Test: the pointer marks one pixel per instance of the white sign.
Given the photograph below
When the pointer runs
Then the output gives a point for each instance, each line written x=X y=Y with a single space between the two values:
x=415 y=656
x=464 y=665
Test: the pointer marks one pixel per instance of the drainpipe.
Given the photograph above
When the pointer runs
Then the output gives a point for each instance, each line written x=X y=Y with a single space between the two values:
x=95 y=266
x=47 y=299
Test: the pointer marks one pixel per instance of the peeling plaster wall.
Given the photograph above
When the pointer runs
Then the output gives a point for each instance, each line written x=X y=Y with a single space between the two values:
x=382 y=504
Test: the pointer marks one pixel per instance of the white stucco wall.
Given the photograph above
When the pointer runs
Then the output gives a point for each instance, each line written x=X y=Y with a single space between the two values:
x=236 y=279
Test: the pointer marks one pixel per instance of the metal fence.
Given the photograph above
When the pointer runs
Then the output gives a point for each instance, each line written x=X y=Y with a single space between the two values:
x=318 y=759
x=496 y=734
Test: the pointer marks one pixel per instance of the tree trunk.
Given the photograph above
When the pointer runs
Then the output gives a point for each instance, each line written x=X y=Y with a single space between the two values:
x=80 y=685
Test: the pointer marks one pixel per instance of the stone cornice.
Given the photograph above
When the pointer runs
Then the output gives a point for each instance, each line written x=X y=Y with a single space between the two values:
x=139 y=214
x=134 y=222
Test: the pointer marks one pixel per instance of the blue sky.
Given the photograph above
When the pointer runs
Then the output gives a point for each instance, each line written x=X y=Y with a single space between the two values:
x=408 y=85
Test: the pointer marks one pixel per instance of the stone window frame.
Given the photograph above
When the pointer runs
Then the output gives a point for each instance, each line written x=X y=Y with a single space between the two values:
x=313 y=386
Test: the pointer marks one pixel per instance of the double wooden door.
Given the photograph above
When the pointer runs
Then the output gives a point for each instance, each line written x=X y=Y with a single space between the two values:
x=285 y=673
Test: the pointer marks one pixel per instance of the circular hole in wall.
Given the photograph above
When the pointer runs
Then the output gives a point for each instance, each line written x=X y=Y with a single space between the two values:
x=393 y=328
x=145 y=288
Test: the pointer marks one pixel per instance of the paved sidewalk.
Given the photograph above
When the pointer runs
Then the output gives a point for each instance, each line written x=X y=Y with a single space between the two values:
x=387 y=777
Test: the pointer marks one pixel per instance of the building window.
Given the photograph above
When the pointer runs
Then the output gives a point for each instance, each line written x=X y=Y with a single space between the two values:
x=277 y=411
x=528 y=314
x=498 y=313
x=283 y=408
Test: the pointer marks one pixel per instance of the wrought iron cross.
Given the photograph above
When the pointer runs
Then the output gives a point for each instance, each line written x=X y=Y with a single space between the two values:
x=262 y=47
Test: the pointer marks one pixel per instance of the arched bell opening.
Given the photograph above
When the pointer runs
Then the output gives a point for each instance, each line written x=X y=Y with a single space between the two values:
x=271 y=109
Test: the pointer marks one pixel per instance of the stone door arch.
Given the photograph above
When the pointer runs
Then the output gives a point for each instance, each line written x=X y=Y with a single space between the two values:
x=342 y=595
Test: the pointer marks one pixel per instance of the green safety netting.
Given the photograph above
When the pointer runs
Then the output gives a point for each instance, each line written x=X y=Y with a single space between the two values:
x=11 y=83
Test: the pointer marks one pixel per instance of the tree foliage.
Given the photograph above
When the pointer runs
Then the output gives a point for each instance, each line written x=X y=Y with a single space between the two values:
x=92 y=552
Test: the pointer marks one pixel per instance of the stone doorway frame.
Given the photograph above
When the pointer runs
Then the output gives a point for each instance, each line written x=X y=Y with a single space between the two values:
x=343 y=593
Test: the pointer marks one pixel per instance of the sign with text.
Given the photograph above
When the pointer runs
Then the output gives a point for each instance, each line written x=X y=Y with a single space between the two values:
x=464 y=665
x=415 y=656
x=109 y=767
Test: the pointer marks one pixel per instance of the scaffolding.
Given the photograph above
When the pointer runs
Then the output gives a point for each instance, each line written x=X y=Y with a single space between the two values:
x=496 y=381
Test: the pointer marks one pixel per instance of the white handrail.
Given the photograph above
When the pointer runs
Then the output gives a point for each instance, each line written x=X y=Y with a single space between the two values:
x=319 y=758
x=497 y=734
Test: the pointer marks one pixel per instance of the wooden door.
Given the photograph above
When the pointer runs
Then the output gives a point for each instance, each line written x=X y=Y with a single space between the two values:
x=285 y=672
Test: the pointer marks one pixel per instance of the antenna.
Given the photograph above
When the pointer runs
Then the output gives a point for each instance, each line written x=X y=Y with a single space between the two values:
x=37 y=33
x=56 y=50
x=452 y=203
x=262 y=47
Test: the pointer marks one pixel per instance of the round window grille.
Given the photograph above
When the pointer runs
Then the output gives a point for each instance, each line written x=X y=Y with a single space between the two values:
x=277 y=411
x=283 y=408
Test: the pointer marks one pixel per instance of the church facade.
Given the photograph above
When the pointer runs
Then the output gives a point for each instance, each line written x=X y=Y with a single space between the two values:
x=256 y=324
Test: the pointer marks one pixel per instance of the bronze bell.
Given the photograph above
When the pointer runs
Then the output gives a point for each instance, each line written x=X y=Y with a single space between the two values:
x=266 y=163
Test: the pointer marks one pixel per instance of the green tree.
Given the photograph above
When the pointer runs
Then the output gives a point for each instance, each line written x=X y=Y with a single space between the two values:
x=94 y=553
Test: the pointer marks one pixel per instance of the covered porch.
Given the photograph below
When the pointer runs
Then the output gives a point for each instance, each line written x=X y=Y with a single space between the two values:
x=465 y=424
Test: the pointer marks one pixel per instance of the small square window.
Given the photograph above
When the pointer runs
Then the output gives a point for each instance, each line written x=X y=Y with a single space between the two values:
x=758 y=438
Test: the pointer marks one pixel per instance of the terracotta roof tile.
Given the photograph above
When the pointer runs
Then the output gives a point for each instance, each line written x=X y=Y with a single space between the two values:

_What is required_
Everything from the line containing "Test: the pointer marks one pixel per instance of the covered" to the end of the data above should be quoted exactly, please, both ends included, and nothing outside that span.

_Exercise result_
Test: the pointer marks one pixel per instance of the covered porch.
Given the photograph below
When the pointer runs
Then the output gives a point for each instance, each line written x=X y=Y with a single space between the two values:
x=465 y=424
Test: the pointer marks one pixel per instance of the small square window.
Given the photograph above
When the pointer runs
Then the output gives a point for each instance, each line written x=X y=Y with a single space between the two values:
x=758 y=438
Test: the pointer marks one pixel per instance of the terracotta roof tile.
Given the photograph above
When the pointer runs
Then the output gives a point for each instance, each line written x=X y=Y with a single space between the two values:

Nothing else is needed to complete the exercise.